Louie and Kenny told me about their aim to release a follow-up, eventually mentionning their will to collaborate with Manu Dibango among others. Alas, the project never saw the light. Most likely due to the promotional costs of the volume 1, with so many legendary artists on board.

– A native of South Philaldelphia, PA, Vincent Montana, Jr. grew up in an Italo-American neighborhood. He first began playin’ drums as a child before venturing into other percussion instruments such as the marmimba and the glockenspiel. By the late 40’s, one would find him playing in clubs with Jazz luminaries such as Charlie Parker or Sarah Vaughan. Soon after, he went to perform in various hotels in Las Vegas, NV, accompanying artists such as Harry Belafonte and Louis Prima. Then he returned to Philadelphia by the late 50’s, eventually playin’ vibraphone on Frankie Avalon‘s 1959 smash hit ‘Venus’.

As a matter of fact, Vincent Montana, Jr.‘s contribution to the maturation of contemporary music has simply no equal. From setting up the legendary Sigma Sound Studio with Joseph Tarsia in Philadelphia, PA. Which is how he met Kenny Gamble and Leon Huff. To his position as a major actor in the establishment of the Philadelphia Sound. Meanwhile gathering people from all origins/ethnics. Be they Blacks, Jewishes, Italians or Rednecks. And by that, embodying beforehand what Indamixworldwide is about…

All in all, the list of artists he arranged music for stands as a who’s who of the groove. Jamming along with The Intruders for instance. But also The O’Jays, The Trammps, William De Vaughn and Lou Rawls. Not to mention The Stylistics and Teddy Pendergrass to name but a very few. This in addition to being one of the founding members of MFSB with whom he recorded an impressive series of classics. From ‘Love Is The Message’ to ‘TSOP (The Sound Of Philadelphia)’ to name a few.

———

#### [Work order]
Write out the passage on Vincent Montana, Jr. between "All in all, the" and "name a few.", inclusive, and substitute "soul" for "groove".

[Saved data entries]
———

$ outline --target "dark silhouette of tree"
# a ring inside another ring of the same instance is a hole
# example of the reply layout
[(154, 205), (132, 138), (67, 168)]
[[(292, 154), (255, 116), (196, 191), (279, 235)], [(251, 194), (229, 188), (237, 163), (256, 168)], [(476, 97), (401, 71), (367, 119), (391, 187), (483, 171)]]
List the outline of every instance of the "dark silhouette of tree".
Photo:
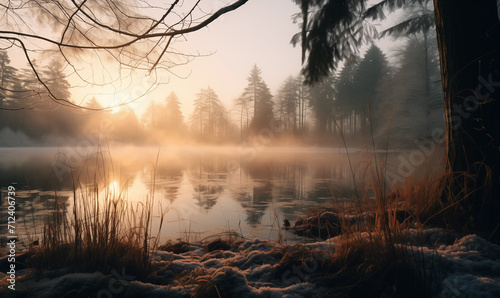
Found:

———

#### [Problem solution]
All in all, the list of artists he arranged music for stands as a who’s who of the soul. Jamming along with The Intruders for instance. But also The O’Jays, The Trammps, William De Vaughn and Lou Rawls. Not to mention The Stylistics and Teddy Pendergrass to name but a very few. This in addition to being one of the founding members of MFSB with whom he recorded an impressive series of classics. From ‘Love Is The Message’ to ‘TSOP (The Sound Of Philadelphia)’ to name a few.